▸ **Work request**: Print all entries below exactly as they appear.

= Beginning of Section =

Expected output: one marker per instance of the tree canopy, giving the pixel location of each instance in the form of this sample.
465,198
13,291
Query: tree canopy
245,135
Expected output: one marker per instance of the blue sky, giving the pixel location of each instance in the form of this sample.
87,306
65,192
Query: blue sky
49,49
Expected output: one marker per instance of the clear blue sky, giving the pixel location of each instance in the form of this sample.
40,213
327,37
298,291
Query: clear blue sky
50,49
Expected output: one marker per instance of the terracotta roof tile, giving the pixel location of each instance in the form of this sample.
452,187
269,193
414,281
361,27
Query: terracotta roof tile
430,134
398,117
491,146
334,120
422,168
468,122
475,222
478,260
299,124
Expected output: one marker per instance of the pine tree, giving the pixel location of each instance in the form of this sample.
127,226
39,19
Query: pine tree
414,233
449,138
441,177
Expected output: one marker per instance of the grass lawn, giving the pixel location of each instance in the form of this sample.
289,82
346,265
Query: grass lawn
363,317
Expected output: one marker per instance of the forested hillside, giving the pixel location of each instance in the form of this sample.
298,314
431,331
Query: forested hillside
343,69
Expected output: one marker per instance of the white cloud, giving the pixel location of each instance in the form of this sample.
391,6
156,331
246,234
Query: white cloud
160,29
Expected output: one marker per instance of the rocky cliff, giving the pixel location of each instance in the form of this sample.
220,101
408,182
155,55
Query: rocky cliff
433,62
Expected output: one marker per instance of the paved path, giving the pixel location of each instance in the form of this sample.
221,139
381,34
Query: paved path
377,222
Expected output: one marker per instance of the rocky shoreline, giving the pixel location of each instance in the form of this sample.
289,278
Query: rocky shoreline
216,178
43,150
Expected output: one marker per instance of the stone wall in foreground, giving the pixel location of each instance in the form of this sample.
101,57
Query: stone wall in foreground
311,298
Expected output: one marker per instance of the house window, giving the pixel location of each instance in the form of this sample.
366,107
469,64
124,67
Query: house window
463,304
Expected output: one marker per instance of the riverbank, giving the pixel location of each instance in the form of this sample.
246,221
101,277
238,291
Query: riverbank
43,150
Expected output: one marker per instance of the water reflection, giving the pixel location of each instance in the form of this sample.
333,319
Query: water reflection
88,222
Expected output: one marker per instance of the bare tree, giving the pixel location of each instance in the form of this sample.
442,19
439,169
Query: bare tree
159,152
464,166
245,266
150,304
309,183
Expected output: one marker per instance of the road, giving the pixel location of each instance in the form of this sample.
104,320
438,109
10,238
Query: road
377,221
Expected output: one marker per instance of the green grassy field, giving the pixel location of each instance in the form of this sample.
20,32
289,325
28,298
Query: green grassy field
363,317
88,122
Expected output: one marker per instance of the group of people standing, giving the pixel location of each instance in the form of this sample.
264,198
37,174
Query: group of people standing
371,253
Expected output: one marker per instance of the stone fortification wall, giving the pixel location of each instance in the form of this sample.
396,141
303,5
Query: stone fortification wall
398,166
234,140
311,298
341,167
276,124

= End of Section =

▸ **Finished exercise**:
Expected output: one marker per instance of the tree canopy, giving the pixel location of each instance in the form of this sample.
465,198
13,291
Query: tree canopy
245,135
Expected output: one marker per instance of the blue sky, giving the pixel location of each instance in the form of this sample.
87,306
65,192
Query: blue sky
49,49
Expected output: one marker per instance of the clear blue sky, giving the pixel location of each instance in the form of this sample.
40,213
327,37
298,291
Query: clear blue sky
50,49
Expected output: one marker per instance of the terracotta roof tile, giving the pixel location of each instance in the form of this sample.
452,187
269,193
414,281
361,27
Query: terracotta roof tile
430,134
398,117
491,146
334,120
422,168
468,122
475,222
478,260
299,124
Expected output: one marker per instance of the pine tree, giving the pixel location of each instance in the form of this sample.
127,226
39,19
Query: pine tree
414,233
449,138
441,177
Expected output: one marker per instance of the grass lawn, giving the pixel location of each instance in the form of this sample.
289,82
346,265
Query: grass lawn
363,317
Expected output: one marker per instance of the forested hillside, giving the pixel location of each instance in the form of this sample.
298,314
431,331
Query: forested hillside
343,69
Expected output: one marker per instance of the white cloud, giving the pixel location of each instance in the form of this sample.
391,6
156,331
246,234
Query: white cloud
160,29
Expected output: one marker per instance of the rocky cliff, giving the pixel location of each instance in the form of this sample.
220,101
408,182
155,55
Query: rocky cliff
433,62
Expected output: one marker per instance of the paved path, giving the pixel location of each instance in the form of this sample.
221,139
381,34
Query: paved path
377,222
Expected output: one marker per instance of the rocky shoreline, giving the pixel location of each instance in the form of this sample.
289,278
Query: rocky shoreline
216,178
43,150
Expected output: one marker per instance of the stone wall in foreground, giving the pixel location of each instance in the form of this sample.
101,57
Query: stone wall in foreground
311,298
Expected output: one marker per instance of the house window, giving the pixel location of each instance in the form of this sample.
366,107
469,64
124,67
Query: house window
463,304
Expected output: one marker per instance of the riverbank, giving the pixel location of each instance in the form of this sample.
246,221
101,277
238,291
Query: riverbank
43,150
Expected output: one marker per instance of the water reflection, giving the pixel location of each instance in the form of this sample.
333,319
Query: water reflection
88,222
Expected output: one marker per instance of the bare tree, giving the pixel location of each instance in the form of this sample.
442,19
439,169
Query: bare tree
159,152
464,166
245,266
150,304
309,183
Expected output: one marker per instance of the road, giving the pixel location of each instance in the form of this sample.
104,320
438,109
10,238
Query: road
377,221
Expected output: one marker per instance of the green grassy field, giving the pixel location of each instance in the form of this sample.
20,32
289,325
28,298
Query: green grassy field
363,317
88,122
Expected output: one marker per instance of the group of people standing, giving the pixel location of each instance in the form of this sample.
264,198
37,174
Query: group of people standing
371,253
Expected output: one marker per instance of the stone fortification wall, giving the pixel location of each instance in the form of this sample.
396,141
303,5
Query: stone fortification wall
398,166
234,140
311,298
341,167
276,124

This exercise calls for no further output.